■ Passage to read
>> start

Past Life or Imagination?

by

Steve Johnson

My eardrums are assaulted by howling winds and the roar of the plane’s engines. As I gaze out of the open door, smoke and fog whips by, mixed with flames and oil from the heavily-laden aircraft that bears our comrades as terrifying fire from the ground engulfs them. Ear-splitting cracks and booms surround us as anti-aircraft fire rains upwards, shrieking fingers of death reaching out to pull us into their lethal grasp.

Imagine the loudest noise you can and multiply it to infinity and that is what I can hear. The sounds of Hell.

Then the green light comes on and I’m falling, falling, spinning and turning, ground becoming sky, becoming ground again. I’m wrenched upwards as the parachute inflates, halting my descent so sharply that for a brief moment I think that I’m ascending.

I am in a bubble of calm somehow. The roaring engines and cacophonous gunfire have ebbed away somehow. I’m drifting from where I’m supposed to go, a heavily-armed leaf at the whim of nature’s breath.

Then I hit something. It’s not the ground! I’m sinking in cold, cold water! The weight of my equipment is dragging me down. I manage to cut away as much as I can and swim to the surface, but the parachute engulfs me, traps me beneath the water. I struggle, my lungs bursting, but soon all becomes dark. 

The above scene could be taken from any book or movie about D-Day and that terrible night as thousands of Allied paratroopers descended into Hell hours before the Normandy beach landings.

It didn’t, though. What you have just read are, what I believe, my final recollections as a soldier in World War II, twenty-three years before my birth. Hard to believe, I know, and it is the only recollection I have from that time that feels like a real memory. Not something I have read or seen on television, but an actual event that may have happened to me in a past life.

I do not know what the name of that doomed warrior was, who his family were or even if it is a real memory, I have only my belief that I died in the cold water in northern France in 1944, only to be reincarnated in 1967.

What makes me think that I have lived this tragic past live? Well, it’s hard to express in words. Feelings ever since childhood, fears and emotions that seem out of place or peculiar at the time. I have always had an abject fear of deep water (i.e. water that I cannot stand up in), but I suppose I share that phobia with many people. Certain noises will spark an inkling of memory, a brief flicker of cognition before receding back into the darkness of my subconscious. Noises that remind me of those terrifying minutes standing by the open doorway of the troop transport.

>> end

■ Supplied records
>> start

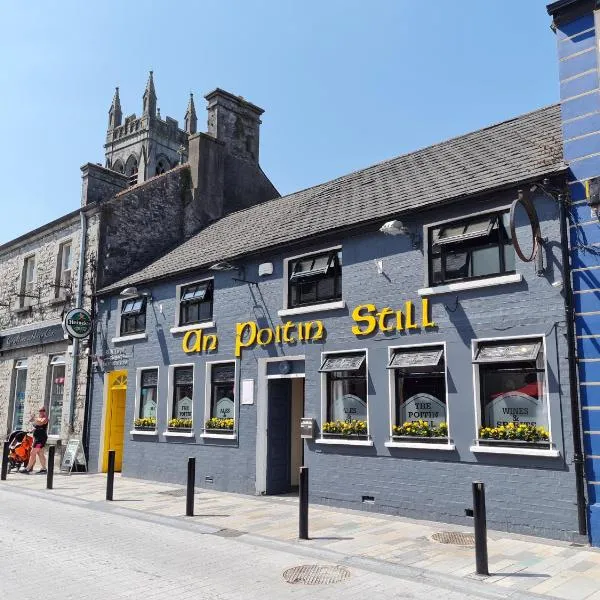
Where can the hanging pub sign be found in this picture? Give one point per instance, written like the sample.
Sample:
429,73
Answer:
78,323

>> end
>> start

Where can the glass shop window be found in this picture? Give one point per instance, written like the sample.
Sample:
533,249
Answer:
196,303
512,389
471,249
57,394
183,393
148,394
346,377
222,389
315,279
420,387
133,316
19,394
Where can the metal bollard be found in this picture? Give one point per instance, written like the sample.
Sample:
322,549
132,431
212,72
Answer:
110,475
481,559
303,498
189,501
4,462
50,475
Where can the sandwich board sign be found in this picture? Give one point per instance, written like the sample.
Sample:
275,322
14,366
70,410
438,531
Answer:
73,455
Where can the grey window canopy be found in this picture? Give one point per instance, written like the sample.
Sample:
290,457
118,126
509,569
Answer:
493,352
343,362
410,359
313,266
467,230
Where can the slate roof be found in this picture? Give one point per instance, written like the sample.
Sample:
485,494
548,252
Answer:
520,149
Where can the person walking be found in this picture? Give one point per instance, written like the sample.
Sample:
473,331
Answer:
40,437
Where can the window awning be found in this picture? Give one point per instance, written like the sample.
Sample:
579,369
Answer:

>> end

■ Task to carry out
Edit the piece about a remembered past life: write it out again, starting with "Past Life or" and going on through "their lethal grasp.", with "comrades" changed to "fellow soldiers".

■ Finished answer
Past Life or Imagination?

by

Steve Johnson

My eardrums are assaulted by howling winds and the roar of the plane’s engines. As I gaze out of the open door, smoke and fog whips by, mixed with flames and oil from the heavily-laden aircraft that bears our fellow soldiers as terrifying fire from the ground engulfs them. Ear-splitting cracks and booms surround us as anti-aircraft fire rains upwards, shrieking fingers of death reaching out to pull us into their lethal grasp.